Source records
= = = = = = =
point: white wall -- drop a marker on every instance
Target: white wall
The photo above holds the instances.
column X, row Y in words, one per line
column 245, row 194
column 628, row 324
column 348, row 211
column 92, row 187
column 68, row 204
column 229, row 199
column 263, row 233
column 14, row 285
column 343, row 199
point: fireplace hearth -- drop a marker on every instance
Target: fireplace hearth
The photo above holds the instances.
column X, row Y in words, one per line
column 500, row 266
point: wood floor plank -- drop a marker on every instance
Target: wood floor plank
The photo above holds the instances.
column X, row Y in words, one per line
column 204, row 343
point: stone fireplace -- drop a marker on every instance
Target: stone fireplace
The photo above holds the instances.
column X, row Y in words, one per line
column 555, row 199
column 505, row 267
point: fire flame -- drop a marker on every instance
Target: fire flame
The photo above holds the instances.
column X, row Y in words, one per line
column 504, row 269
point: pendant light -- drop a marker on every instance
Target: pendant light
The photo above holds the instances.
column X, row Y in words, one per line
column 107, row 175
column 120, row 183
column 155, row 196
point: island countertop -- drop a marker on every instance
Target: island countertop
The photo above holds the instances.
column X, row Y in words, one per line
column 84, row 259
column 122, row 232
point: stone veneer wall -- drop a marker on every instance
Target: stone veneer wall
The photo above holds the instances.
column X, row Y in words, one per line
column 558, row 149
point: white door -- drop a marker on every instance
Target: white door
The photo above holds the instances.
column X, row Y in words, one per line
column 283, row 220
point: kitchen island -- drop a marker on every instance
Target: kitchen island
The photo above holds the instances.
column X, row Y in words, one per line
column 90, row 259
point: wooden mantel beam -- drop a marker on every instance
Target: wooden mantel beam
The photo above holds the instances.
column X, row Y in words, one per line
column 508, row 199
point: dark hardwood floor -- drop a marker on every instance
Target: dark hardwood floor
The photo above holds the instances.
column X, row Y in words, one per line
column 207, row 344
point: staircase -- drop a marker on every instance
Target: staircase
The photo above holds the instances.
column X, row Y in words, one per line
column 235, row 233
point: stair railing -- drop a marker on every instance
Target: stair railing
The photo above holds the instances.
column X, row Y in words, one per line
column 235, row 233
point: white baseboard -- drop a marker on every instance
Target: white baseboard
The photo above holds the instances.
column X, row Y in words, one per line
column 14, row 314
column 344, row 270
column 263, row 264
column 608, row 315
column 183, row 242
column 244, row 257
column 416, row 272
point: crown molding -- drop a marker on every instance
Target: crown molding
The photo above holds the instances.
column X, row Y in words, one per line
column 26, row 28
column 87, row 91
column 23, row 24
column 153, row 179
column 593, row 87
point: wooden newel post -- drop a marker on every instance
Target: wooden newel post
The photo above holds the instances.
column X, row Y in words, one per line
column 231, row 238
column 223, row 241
= = = = = = =
▶ [Given task]: Please reproduce the records from the line with "point: wood floor" up to and including the line with "column 204, row 343", swapping "plank" for "board" and leaving everything else unchanged.

▶ [Result of the task]:
point: wood floor board -- drop a marker on every instance
Target: wood floor board
The photo above holds the instances.
column X, row Y in words, one per line
column 204, row 343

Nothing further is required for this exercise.